===== GIVEN DATA =====

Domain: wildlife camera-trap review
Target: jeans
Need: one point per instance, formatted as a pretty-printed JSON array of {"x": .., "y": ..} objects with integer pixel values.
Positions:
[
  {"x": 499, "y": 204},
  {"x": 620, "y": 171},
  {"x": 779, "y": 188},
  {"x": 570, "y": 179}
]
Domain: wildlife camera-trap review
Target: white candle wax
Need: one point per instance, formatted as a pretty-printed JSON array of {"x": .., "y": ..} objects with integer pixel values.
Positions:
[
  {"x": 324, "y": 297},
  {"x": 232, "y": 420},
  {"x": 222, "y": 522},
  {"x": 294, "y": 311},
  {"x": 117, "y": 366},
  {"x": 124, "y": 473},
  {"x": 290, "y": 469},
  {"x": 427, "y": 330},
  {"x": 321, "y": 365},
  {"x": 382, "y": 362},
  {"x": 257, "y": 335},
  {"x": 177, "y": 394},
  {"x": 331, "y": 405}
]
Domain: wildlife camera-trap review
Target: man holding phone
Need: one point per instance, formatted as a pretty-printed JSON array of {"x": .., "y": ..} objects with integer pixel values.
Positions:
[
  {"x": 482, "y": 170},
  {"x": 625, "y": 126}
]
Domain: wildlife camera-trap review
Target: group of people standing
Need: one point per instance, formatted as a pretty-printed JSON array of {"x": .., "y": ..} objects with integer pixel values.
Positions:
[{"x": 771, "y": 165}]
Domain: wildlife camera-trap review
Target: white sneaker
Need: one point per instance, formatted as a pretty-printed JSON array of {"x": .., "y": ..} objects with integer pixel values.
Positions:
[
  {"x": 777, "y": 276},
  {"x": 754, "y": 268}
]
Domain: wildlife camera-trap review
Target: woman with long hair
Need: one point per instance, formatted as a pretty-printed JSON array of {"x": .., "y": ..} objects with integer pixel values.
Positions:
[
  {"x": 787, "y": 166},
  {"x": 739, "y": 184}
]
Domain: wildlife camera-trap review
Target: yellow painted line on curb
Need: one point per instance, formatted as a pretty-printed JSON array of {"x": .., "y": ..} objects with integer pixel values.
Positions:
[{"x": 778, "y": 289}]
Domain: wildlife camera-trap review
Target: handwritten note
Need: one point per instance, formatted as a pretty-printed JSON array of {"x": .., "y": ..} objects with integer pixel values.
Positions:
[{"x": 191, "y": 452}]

=====

REQUIRED WORK:
Go through the listing and print each line exactly as it appears.

THE SOLUTION:
Domain: wildlife camera-trap review
Target: jeans
Need: one point per instance, formatted as a pretty-printed JSON array of {"x": .., "y": ..} objects with integer pixel values.
Positions:
[
  {"x": 499, "y": 204},
  {"x": 620, "y": 171},
  {"x": 779, "y": 188},
  {"x": 570, "y": 179}
]
Domain: wildlife camera-trap review
Target: white candle wax
Need: one point per instance, formatted as a pretty-printed JSON array of {"x": .., "y": ..} objects with integer pixel values.
Positions:
[
  {"x": 324, "y": 297},
  {"x": 232, "y": 420},
  {"x": 222, "y": 522},
  {"x": 294, "y": 311},
  {"x": 117, "y": 366},
  {"x": 124, "y": 473},
  {"x": 290, "y": 469},
  {"x": 427, "y": 330},
  {"x": 321, "y": 365},
  {"x": 382, "y": 362},
  {"x": 257, "y": 335},
  {"x": 177, "y": 394},
  {"x": 331, "y": 405}
]
Domain: wildlife camera-trap review
Target: man holding phone
Need: one point per instance, formatted as a pretty-printed JSON array of {"x": .., "y": ..} objects with integer pixel values.
Positions:
[
  {"x": 482, "y": 170},
  {"x": 625, "y": 126}
]
Domain: wildlife camera-trap review
Target: group of people standing
Need: one point per instance, formatted as a pretty-printed JSON array of {"x": .., "y": ..} objects with integer pixel values.
Positions:
[{"x": 771, "y": 165}]
Domain: wildlife camera-trap review
Target: white sneaker
Need: one point per instance, formatted as a pretty-printed JSON array of {"x": .., "y": ..} objects with integer pixel values.
Positions:
[
  {"x": 777, "y": 276},
  {"x": 754, "y": 268}
]
Domain: wildlife camera-trap review
Target: woman with long hair
Need: one point per instance, formatted as a pretty-printed JSON array of {"x": .., "y": ..} objects with integer pixel values.
Positions:
[
  {"x": 787, "y": 166},
  {"x": 739, "y": 184}
]
Domain: wildlife camera-trap review
Target: yellow painted line on curb
Need: one point per instance, formatted as a pretty-printed JSON array of {"x": .., "y": ..} objects with integer pixel values.
Positions:
[{"x": 778, "y": 289}]
Domain: wildlife camera-trap review
Target: handwritten note
Need: one point per instance, formatted as a pretty-printed JSON array of {"x": .., "y": ..} objects with integer pixel values.
Positions:
[{"x": 191, "y": 452}]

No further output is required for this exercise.